■ **Exercise goal**: Change every "positive clicks" in the listing below to "include points" and write out all its lines again with nothing else altered.

________________

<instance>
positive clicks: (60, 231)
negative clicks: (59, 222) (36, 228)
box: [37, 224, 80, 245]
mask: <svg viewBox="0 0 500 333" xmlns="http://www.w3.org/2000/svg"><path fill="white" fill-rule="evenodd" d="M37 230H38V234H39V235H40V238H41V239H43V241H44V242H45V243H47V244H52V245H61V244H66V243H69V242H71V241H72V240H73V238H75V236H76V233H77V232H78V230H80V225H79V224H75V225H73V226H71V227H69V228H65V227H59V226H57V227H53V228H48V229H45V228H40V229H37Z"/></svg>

________________

■ **Answer space**:
<instance>
include points: (60, 231)
negative clicks: (59, 222) (36, 228)
box: [37, 224, 80, 245]
mask: <svg viewBox="0 0 500 333" xmlns="http://www.w3.org/2000/svg"><path fill="white" fill-rule="evenodd" d="M37 230H38V234H39V235H40V238H41V239H43V241H44V242H45V243H47V244H52V245H61V244H66V243H69V242H71V241H72V240H73V238H75V236H76V233H77V232H78V230H80V225H79V224H75V225H73V226H71V227H69V228H65V227H59V226H57V227H53V228H48V229H45V228H40V229H37Z"/></svg>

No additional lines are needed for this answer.